◆ Exercise tasks:
A - Answer these questions using the note excerpt:
(i) Under the laws of which state is the Note to be construed?
(ii) In which city is the notice address for Coast?
(iii) On which Business Day after deposit with the United States Postal Service is a notice deemed given?
B - Extract word for word the part of the note excerpt from "11.    Governing Law and" up to and including "all such liability.".

[Extracted text]

If to the Lender:    
    William Joseph Miller, Jr.
275 Beachland Dr.
Atlanta, GA 30342
If to the Borrower:    
    AmeriVision Communications, Inc.
5900 Mosteller Drive, Suite 1850
Oklahoma City, OK 73112
Attn: David Grose
With a copy to:    
    Dag Wilkinson
Wiley, Rein & Fielding
1776 K Street, N.W.
Washington, D.C. 20006
If to Coast:    
    Coast Business Credit
12121 Wilshire Boulevard
Suite 1111
Los Angeles, CA 90025
Attn: Commercial Finance Division
          Division Manager

Notices shall be deemed given upon the earlier to occur of (i) actual receipt by the party to whom such notice is directed; (ii) if sent by facsimile machine, on the Business Day such notice is sent if sent (as evidenced by the facsimile confirmed receipt) prior to 5:00 p.m. Eastern Time and, if sent after 5:00 p.m. Eastern Time, on the Business Day after which such notice is sent, and in any case contingent



upon sending such confirmation copy; (iii) on the first Business Day following the day the same is deposited with the commercial courier if sent by commercial overnight delivery service; or (iv) the fifth Business Day following deposit thereof with the United States Postal Service as aforesaid. Each party, by notice duly given in accordance therewith may specify a different address for the giving of any notice hereunder.

        11.    Governing Law and Venue.    The Borrower acknowledges and agrees that irrespective of where executed, this Note shall be construed in accordance with the laws of Oklahoma, and venue for any legal action, which may be brought hereunder, shall be deemed to lie in Oklahoma City, Oklahoma.

        12.    No Recourse Against Others.    A director, officer, employee, stockholder, trustee or beneficiary, as such, of the Borrower shall not have any liability for any obligations of the Borrower under this Note or for any claim based on, in respect of, or by reason of any such obligations or their creation. The Lender, by accepting this Note, waives and releases all such liability.

[/Extracted text]
[Exercise data]

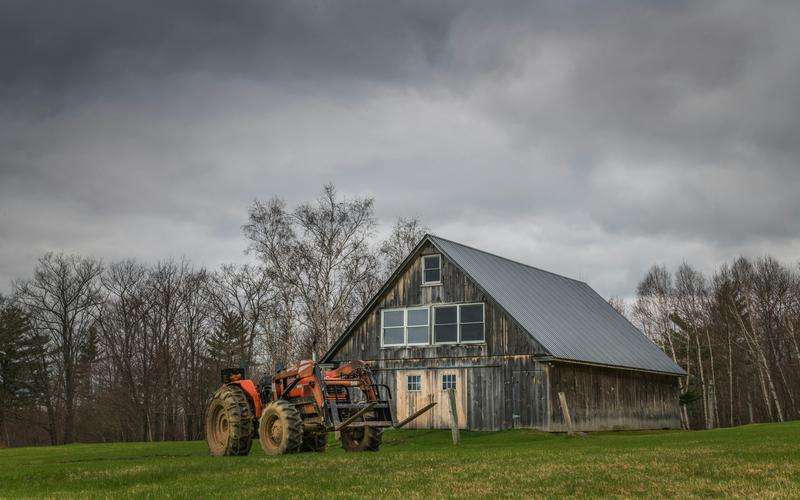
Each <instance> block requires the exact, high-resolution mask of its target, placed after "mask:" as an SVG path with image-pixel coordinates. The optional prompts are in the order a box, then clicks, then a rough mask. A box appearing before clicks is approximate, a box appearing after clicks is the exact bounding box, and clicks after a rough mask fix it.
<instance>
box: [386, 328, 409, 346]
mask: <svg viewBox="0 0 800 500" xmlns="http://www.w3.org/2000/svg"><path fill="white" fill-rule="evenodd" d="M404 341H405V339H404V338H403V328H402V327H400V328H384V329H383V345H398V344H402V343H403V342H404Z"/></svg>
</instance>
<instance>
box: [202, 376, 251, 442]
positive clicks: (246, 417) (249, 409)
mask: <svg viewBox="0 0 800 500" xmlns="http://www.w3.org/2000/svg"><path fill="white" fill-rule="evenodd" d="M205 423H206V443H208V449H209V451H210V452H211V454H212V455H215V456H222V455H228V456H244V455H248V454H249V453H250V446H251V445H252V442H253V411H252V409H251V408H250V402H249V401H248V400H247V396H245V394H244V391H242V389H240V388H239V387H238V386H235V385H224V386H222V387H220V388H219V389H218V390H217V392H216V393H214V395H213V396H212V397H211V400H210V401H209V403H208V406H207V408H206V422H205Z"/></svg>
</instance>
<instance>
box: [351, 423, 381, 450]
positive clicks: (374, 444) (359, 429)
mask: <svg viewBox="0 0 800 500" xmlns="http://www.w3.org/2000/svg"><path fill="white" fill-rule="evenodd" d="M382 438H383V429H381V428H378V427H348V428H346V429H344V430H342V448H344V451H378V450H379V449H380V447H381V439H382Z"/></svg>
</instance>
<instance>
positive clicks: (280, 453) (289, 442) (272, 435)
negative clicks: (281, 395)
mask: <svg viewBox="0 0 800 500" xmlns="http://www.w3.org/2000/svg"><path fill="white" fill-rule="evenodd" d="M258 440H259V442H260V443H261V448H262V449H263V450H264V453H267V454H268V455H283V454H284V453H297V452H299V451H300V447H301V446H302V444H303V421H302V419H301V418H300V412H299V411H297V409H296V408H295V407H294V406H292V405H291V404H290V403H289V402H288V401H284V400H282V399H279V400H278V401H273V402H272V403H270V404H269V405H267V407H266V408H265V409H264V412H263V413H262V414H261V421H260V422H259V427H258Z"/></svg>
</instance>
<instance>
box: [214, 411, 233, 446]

[/Exercise data]

◆ Responses to the exercise:
A -
(i) Oklahoma
(ii) Los Angeles
(iii) The fifth Business Day

B -
11.    Governing Law and Venue.    The Borrower acknowledges and agrees that irrespective of where executed, this Note shall be construed in accordance with the laws of Oklahoma, and venue for any legal action, which may be brought hereunder, shall be deemed to lie in Oklahoma City, Oklahoma.

        12.    No Recourse Against Others.    A director, officer, employee, stockholder, trustee or beneficiary, as such, of the Borrower shall not have any liability for any obligations of the Borrower under this Note or for any claim based on, in respect of, or by reason of any such obligations or their creation. The Lender, by accepting this Note, waives and releases all such liability.